- **WHAT IS ASKED**
Convert the lines below into a JSON list of strings, with one string for each line and any blank lines omitted.

--- start DATA SUPPLIED ---

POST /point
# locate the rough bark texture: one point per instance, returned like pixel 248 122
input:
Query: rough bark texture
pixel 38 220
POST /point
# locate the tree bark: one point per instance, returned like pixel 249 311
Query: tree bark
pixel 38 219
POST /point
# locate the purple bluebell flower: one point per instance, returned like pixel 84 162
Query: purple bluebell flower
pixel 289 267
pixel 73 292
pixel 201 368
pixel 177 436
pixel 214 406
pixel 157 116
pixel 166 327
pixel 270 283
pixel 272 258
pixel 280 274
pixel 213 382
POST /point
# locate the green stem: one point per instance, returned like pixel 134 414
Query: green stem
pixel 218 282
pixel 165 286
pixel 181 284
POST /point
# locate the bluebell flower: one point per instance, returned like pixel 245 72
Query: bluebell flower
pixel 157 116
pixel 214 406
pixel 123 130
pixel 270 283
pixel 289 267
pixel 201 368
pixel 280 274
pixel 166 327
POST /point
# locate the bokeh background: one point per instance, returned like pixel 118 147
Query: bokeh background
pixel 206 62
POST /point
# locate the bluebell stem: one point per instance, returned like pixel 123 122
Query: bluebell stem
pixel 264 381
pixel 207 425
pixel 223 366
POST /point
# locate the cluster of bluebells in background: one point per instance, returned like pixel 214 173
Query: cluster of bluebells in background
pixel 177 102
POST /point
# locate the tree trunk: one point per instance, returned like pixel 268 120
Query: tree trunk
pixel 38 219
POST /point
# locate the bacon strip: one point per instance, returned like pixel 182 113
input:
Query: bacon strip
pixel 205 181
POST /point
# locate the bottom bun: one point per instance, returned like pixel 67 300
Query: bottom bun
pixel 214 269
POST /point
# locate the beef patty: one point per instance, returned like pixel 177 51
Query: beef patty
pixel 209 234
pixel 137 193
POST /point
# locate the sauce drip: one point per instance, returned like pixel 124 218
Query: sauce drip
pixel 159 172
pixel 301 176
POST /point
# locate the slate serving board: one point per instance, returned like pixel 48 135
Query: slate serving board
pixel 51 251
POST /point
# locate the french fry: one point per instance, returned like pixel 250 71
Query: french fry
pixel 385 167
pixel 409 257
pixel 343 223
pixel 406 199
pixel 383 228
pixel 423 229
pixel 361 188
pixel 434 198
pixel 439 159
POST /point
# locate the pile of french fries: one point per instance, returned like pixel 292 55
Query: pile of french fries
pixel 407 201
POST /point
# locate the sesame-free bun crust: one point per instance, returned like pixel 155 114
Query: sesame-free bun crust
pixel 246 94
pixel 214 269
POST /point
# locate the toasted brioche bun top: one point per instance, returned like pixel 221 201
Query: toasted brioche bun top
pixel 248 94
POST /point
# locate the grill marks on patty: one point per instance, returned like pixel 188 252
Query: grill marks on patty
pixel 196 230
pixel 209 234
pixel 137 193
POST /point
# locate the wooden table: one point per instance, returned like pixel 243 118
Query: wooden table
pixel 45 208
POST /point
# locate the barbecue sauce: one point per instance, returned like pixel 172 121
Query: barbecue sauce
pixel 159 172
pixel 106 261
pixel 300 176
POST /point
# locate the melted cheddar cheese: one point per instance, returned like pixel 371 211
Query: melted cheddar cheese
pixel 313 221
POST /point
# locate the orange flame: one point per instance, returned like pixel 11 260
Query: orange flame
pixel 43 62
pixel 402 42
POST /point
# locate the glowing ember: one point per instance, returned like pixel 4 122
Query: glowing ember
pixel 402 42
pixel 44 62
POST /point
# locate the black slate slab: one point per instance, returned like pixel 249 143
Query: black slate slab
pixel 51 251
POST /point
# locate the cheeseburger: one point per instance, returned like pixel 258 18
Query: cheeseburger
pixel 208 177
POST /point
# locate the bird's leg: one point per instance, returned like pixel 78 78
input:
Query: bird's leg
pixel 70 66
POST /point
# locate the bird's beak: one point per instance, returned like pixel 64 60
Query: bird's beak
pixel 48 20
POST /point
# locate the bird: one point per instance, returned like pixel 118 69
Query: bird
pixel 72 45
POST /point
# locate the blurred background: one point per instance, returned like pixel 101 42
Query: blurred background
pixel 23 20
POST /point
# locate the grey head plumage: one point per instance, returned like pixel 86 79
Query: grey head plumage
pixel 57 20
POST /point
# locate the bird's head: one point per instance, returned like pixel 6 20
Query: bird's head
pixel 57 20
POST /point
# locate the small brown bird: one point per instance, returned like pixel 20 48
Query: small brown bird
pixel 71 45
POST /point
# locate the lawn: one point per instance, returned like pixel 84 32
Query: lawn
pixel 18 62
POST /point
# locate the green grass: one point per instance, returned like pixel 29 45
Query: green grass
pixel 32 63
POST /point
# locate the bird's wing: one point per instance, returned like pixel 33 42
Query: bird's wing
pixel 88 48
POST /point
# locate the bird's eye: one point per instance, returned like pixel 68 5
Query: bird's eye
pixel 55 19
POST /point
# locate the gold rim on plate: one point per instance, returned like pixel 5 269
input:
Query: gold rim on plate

--- end DATA SUPPLIED ---

- **RESULT OF THIS EXERCISE**
[
  "POST /point",
  "# locate the rough bark texture: one point per instance, returned like pixel 248 122",
  "input:",
  "Query: rough bark texture",
  "pixel 38 220",
  "POST /point",
  "# locate the tree bark: one point per instance, returned like pixel 249 311",
  "Query: tree bark",
  "pixel 38 219",
  "POST /point",
  "# locate the purple bluebell flower: one point per instance, returned like pixel 84 162",
  "Query: purple bluebell flower",
  "pixel 289 267",
  "pixel 73 292",
  "pixel 201 368",
  "pixel 177 436",
  "pixel 214 406",
  "pixel 157 116",
  "pixel 166 327",
  "pixel 270 283",
  "pixel 272 258",
  "pixel 280 274",
  "pixel 213 382",
  "POST /point",
  "# locate the green stem: one point per instance, returned like pixel 134 414",
  "Query: green stem",
  "pixel 218 282",
  "pixel 165 286",
  "pixel 181 284",
  "POST /point",
  "# locate the bluebell flower: one point per instance, returned like pixel 245 72",
  "Query: bluebell flower",
  "pixel 157 116",
  "pixel 214 406",
  "pixel 123 130",
  "pixel 270 283",
  "pixel 289 267",
  "pixel 201 368",
  "pixel 280 274",
  "pixel 166 327",
  "POST /point",
  "# locate the bokeh background: one point per instance, returned like pixel 118 147",
  "Query: bokeh background",
  "pixel 206 62",
  "POST /point",
  "# locate the bluebell stem: one point per instance, returned like pixel 123 122",
  "Query: bluebell stem",
  "pixel 264 381",
  "pixel 207 425",
  "pixel 223 366",
  "POST /point",
  "# locate the cluster of bluebells in background: one point per instance, returned like pixel 214 173",
  "Query: cluster of bluebells in background",
  "pixel 177 102",
  "POST /point",
  "# locate the tree trunk: one point per instance, returned like pixel 268 120",
  "Query: tree trunk",
  "pixel 38 219",
  "POST /point",
  "# locate the bacon strip: one point per instance, returned like pixel 182 113",
  "input:",
  "Query: bacon strip",
  "pixel 205 181",
  "POST /point",
  "# locate the bottom bun: one point per instance, returned like pixel 67 300",
  "Query: bottom bun",
  "pixel 214 269",
  "POST /point",
  "# locate the beef patty: one point per instance, returned like pixel 177 51",
  "Query: beef patty",
  "pixel 209 234",
  "pixel 137 193",
  "POST /point",
  "# locate the sauce drip: one point per instance, returned like pixel 124 218",
  "Query: sauce drip",
  "pixel 159 172",
  "pixel 301 176",
  "POST /point",
  "# locate the slate serving board: one point per instance, returned like pixel 48 135",
  "Query: slate serving board",
  "pixel 51 251",
  "POST /point",
  "# locate the french fry: one point per instance, returned like pixel 250 71",
  "Query: french fry",
  "pixel 385 167",
  "pixel 409 257",
  "pixel 343 223",
  "pixel 406 199",
  "pixel 383 228",
  "pixel 423 229",
  "pixel 361 188",
  "pixel 434 198",
  "pixel 439 159",
  "POST /point",
  "# locate the pile of french fries: one point per instance, returned like pixel 292 55",
  "Query: pile of french fries",
  "pixel 407 201",
  "POST /point",
  "# locate the sesame-free bun crust: one point per instance, returned like pixel 155 114",
  "Query: sesame-free bun crust",
  "pixel 246 94",
  "pixel 214 269",
  "POST /point",
  "# locate the toasted brioche bun top: one point per instance, returned like pixel 221 201",
  "Query: toasted brioche bun top",
  "pixel 248 94",
  "POST /point",
  "# locate the grill marks on patty: one point per instance, returned like pixel 188 252",
  "Query: grill marks on patty",
  "pixel 196 230",
  "pixel 209 234",
  "pixel 137 193",
  "POST /point",
  "# locate the wooden table: one point per instance, returned like pixel 243 118",
  "Query: wooden table",
  "pixel 45 208",
  "POST /point",
  "# locate the barbecue sauce: one point per instance, returned like pixel 172 121",
  "Query: barbecue sauce",
  "pixel 159 172",
  "pixel 106 261",
  "pixel 300 176",
  "POST /point",
  "# locate the melted cheddar cheese: one point per instance, returned like pixel 371 211",
  "Query: melted cheddar cheese",
  "pixel 313 221",
  "POST /point",
  "# locate the orange flame: one point per instance, returned like pixel 11 260",
  "Query: orange flame",
  "pixel 43 62",
  "pixel 402 42",
  "POST /point",
  "# locate the glowing ember: one point per instance, returned like pixel 4 122",
  "Query: glowing ember",
  "pixel 402 42",
  "pixel 44 62",
  "POST /point",
  "# locate the black slate slab: one point per instance, returned like pixel 249 143",
  "Query: black slate slab",
  "pixel 51 251",
  "POST /point",
  "# locate the cheeseburger: one point per instance, returned like pixel 258 18",
  "Query: cheeseburger",
  "pixel 208 177",
  "POST /point",
  "# locate the bird's leg: one point per instance, returned like pixel 78 78",
  "input:",
  "Query: bird's leg",
  "pixel 70 66",
  "POST /point",
  "# locate the bird's beak: one point per instance, returned like pixel 64 60",
  "Query: bird's beak",
  "pixel 48 20",
  "POST /point",
  "# locate the bird: one point per instance, returned like pixel 118 69",
  "Query: bird",
  "pixel 72 45",
  "POST /point",
  "# locate the blurred background: one point per instance, returned like pixel 101 42",
  "Query: blurred background",
  "pixel 23 20",
  "POST /point",
  "# locate the grey head plumage: one point per instance, returned like pixel 86 79",
  "Query: grey head plumage",
  "pixel 57 20",
  "POST /point",
  "# locate the bird's head: one point per instance, returned like pixel 6 20",
  "Query: bird's head",
  "pixel 57 20",
  "POST /point",
  "# locate the small brown bird: one point per instance, returned like pixel 20 48",
  "Query: small brown bird",
  "pixel 71 45",
  "POST /point",
  "# locate the lawn: one point per instance, returned like pixel 84 32",
  "Query: lawn",
  "pixel 18 62",
  "POST /point",
  "# locate the green grass: one point per instance, returned like pixel 29 45",
  "Query: green grass",
  "pixel 32 63",
  "POST /point",
  "# locate the bird's wing: one point per instance, returned like pixel 33 42",
  "Query: bird's wing",
  "pixel 88 48",
  "POST /point",
  "# locate the bird's eye: one point per instance, returned like pixel 68 5",
  "Query: bird's eye",
  "pixel 55 19",
  "POST /point",
  "# locate the gold rim on plate: one point per instance, returned like pixel 5 269",
  "input:",
  "Query: gold rim on plate"
]